WHAT YOU HAVE TO DO
Convert every line of the rows below into a JSON list of strings, one string per line, leaving out blank lines. Omit the pictures from the list.

DATA SUPPLIED

>> START

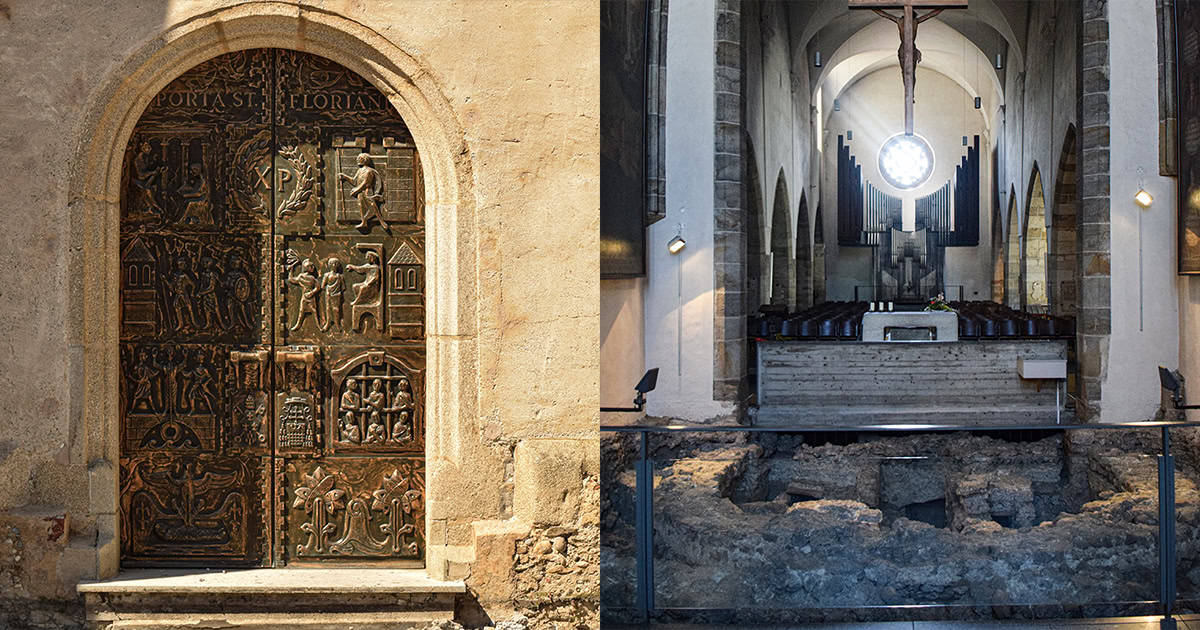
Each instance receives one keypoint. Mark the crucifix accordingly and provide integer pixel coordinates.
(907, 24)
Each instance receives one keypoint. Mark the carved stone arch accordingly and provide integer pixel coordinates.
(1035, 245)
(1062, 270)
(783, 265)
(999, 268)
(1013, 253)
(819, 259)
(94, 204)
(803, 257)
(756, 251)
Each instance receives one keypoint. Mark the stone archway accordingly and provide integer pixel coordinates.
(997, 256)
(1033, 259)
(1013, 255)
(1062, 271)
(783, 265)
(756, 253)
(803, 258)
(819, 269)
(95, 192)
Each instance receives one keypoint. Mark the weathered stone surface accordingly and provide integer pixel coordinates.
(1025, 522)
(508, 127)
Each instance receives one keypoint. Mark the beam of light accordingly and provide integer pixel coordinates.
(906, 161)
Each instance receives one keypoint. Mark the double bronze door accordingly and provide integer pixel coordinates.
(273, 341)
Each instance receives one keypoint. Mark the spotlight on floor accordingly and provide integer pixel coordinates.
(647, 384)
(1173, 382)
(677, 244)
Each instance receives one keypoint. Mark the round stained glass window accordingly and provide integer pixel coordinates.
(906, 161)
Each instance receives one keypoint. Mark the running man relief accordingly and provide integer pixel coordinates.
(273, 336)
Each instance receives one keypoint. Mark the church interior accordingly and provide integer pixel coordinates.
(909, 309)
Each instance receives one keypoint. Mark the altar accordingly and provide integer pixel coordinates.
(912, 325)
(911, 367)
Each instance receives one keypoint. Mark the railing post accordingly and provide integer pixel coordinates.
(1167, 532)
(643, 516)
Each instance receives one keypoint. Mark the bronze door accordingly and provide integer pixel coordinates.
(273, 343)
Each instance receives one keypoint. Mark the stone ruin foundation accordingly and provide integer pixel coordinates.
(772, 528)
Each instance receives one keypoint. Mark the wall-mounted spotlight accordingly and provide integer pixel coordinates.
(1141, 197)
(677, 244)
(642, 388)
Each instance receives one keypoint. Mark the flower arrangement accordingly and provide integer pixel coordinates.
(939, 304)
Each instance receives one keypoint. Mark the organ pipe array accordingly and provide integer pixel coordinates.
(909, 264)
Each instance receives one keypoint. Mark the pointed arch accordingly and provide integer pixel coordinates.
(819, 270)
(756, 251)
(95, 177)
(1035, 246)
(783, 267)
(1013, 253)
(803, 257)
(1063, 259)
(997, 255)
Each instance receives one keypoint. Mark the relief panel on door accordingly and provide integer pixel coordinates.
(273, 319)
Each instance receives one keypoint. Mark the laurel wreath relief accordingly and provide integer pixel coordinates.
(306, 175)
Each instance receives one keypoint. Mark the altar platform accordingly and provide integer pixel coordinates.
(913, 367)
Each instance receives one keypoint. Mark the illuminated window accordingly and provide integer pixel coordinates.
(906, 161)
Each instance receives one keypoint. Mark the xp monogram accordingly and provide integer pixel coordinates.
(273, 321)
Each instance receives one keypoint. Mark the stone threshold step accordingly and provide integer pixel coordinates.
(277, 621)
(281, 581)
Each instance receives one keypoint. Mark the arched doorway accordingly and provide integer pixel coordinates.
(1033, 262)
(1063, 261)
(783, 288)
(273, 321)
(819, 275)
(997, 256)
(756, 255)
(1013, 256)
(803, 258)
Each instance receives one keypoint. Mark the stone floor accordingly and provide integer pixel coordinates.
(1188, 622)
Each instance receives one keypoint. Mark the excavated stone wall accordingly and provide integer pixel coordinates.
(981, 523)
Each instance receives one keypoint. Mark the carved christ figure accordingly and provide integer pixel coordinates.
(366, 293)
(334, 283)
(310, 291)
(369, 190)
(149, 178)
(909, 54)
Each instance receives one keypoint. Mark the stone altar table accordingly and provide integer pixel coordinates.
(941, 325)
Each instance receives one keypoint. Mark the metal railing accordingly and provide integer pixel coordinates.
(645, 605)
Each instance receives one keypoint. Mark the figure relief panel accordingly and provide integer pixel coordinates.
(203, 507)
(354, 509)
(273, 319)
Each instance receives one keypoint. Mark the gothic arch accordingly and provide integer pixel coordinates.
(999, 270)
(1013, 255)
(1062, 270)
(1033, 251)
(819, 269)
(783, 267)
(803, 257)
(756, 251)
(94, 204)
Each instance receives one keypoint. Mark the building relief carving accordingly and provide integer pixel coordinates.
(271, 319)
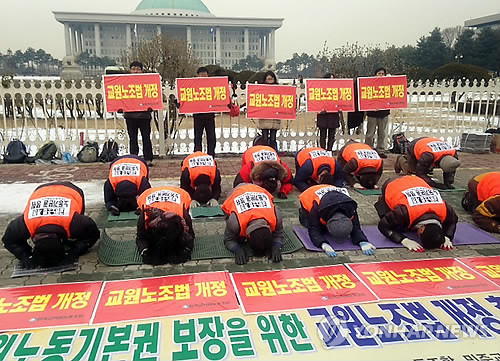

>> END

WRITTEN ANSWER
[
  "Each instance receives one keypoint. Mark the crucifix accordingly and provide integer pixel coordinates.",
  "(907, 24)",
  "Each instance receives one keypoint. Mark the carved stone arch accordingly and provide integer pixel coordinates.",
  "(1035, 245)",
  "(1062, 270)",
  "(783, 265)",
  "(999, 268)",
  "(1013, 253)",
  "(819, 259)",
  "(94, 204)",
  "(803, 257)",
  "(756, 251)",
  "Each instance receives one keypoint. Mark the stone archway accordingly and provide integer pixel coordinates.",
  "(997, 256)",
  "(1033, 259)",
  "(1013, 255)",
  "(1062, 271)",
  "(783, 265)",
  "(756, 253)",
  "(803, 258)",
  "(819, 269)",
  "(95, 192)",
  "Each instance receives one keypoint. Mark the weathered stone surface accordingly and provide integer pixel coordinates.",
  "(1025, 522)",
  "(508, 127)",
  "Each instance receives one keypoint. Mark the beam of light accordingly and provide integer pixel coordinates.",
  "(906, 161)",
  "Each instance receives one keypoint. Mark the double bronze door accordingly and provide integer pixel coordinates.",
  "(273, 341)",
  "Each instance receives one keypoint. Mark the spotlight on floor accordingly and provide integer pixel coordinates.",
  "(647, 384)",
  "(1173, 382)",
  "(677, 244)",
  "Each instance receives one keypoint. Mark the round stained glass window accordingly and provide integer pixel coordinates.",
  "(906, 161)",
  "Each instance receives one keypoint. Mark the running man relief accordingly and provide integer pixel coordinates.",
  "(273, 336)",
  "Each instance receives one keypoint. Mark the church interior accordingly and provide integer pixel coordinates.",
  "(909, 309)",
  "Each instance receives one keypoint. Mark the altar accordingly and provide integer pixel coordinates.",
  "(912, 325)",
  "(911, 367)",
  "Each instance receives one keypoint. Mark the railing post accordingly and provide integer pixel coordinates.",
  "(1167, 532)",
  "(643, 516)",
  "Each instance receives one keypoint. Mark the bronze door accordingly and provide integer pixel coordinates.",
  "(273, 343)",
  "Each instance receives one keypoint. Mark the stone ruin foundation accordingly and provide integer pixel coordinates.",
  "(772, 528)",
  "Each instance receives one keypoint. Mark the wall-mounted spotlight accordingly and provide integer pixel coordinates.",
  "(1141, 197)",
  "(677, 244)",
  "(642, 388)",
  "Each instance receives one keypoint. Mark the flower arrangement accordingly and provide integer pixel coordinates.",
  "(939, 304)",
  "Each instance receives one keypoint. Mark the organ pipe array accordingly and provide integer pixel coordinates.",
  "(909, 264)",
  "Each instance receives one keypoint. Mark the pointed arch accordingly and provide integer pixel coordinates.",
  "(819, 270)",
  "(756, 251)",
  "(95, 177)",
  "(1035, 246)",
  "(783, 267)",
  "(1013, 253)",
  "(803, 257)",
  "(1063, 259)",
  "(997, 255)",
  "Each instance receives one keypoint. Mark the relief panel on door accordingly and provide integer pixel coordinates.",
  "(273, 319)",
  "Each instance receives one keypoint. Mark the laurel wreath relief accordingly and provide integer pixel coordinates.",
  "(306, 175)",
  "Each instance receives one keypoint. Mark the altar platform accordingly and provide integer pixel coordinates.",
  "(913, 367)",
  "Each instance receives one keypoint. Mark the illuminated window accordingly and provide integer pixel coordinates.",
  "(906, 161)",
  "Each instance receives one keypoint. Mark the xp monogram accordingly and provide integer pixel coordinates.",
  "(273, 321)",
  "Each instance receives one keypoint. Mark the stone threshold step accordingly and provide integer pixel coordinates.",
  "(277, 621)",
  "(281, 581)",
  "Each instance receives one keypoint. Mark the arched doorway accordingly and provide integer pixel coordinates.",
  "(1033, 262)",
  "(1063, 261)",
  "(783, 288)",
  "(273, 321)",
  "(819, 275)",
  "(997, 256)",
  "(756, 255)",
  "(1013, 256)",
  "(803, 258)",
  "Each instance receives one keypoint. Mark the stone floor accordingly and provide integer pixel coordinates.",
  "(1188, 622)",
  "Each instance receives one keypoint. Mark the excavated stone wall accordingly and provide integer pixel coordinates.",
  "(981, 523)",
  "Each instance receives one keypoint. Mark the carved christ figure accordingly and provide integer pixel coordinates.",
  "(366, 293)",
  "(334, 283)",
  "(310, 291)",
  "(369, 190)",
  "(149, 178)",
  "(909, 54)",
  "Each instance receives one keypoint. Mark the stone altar table accordingly and provide integer pixel coordinates.",
  "(941, 325)",
  "Each instance receives one keypoint. Mark the metal railing accordingly and provide integer pixel coordinates.",
  "(645, 605)",
  "Each instance receives one keypoint. Mark the figure relief panel accordingly and provide integer pixel coordinates.",
  "(203, 507)",
  "(354, 509)",
  "(273, 319)",
  "Each instance receives one keypoint. Mark the gothic arch accordingly and provide integer pixel coordinates.",
  "(999, 270)",
  "(1013, 255)",
  "(1062, 270)",
  "(1033, 251)",
  "(819, 269)",
  "(783, 267)",
  "(803, 257)",
  "(756, 251)",
  "(94, 204)",
  "Each instance receives one keypoint. Mark the building relief carving accordingly and provide integer pixel coordinates.",
  "(271, 319)"
]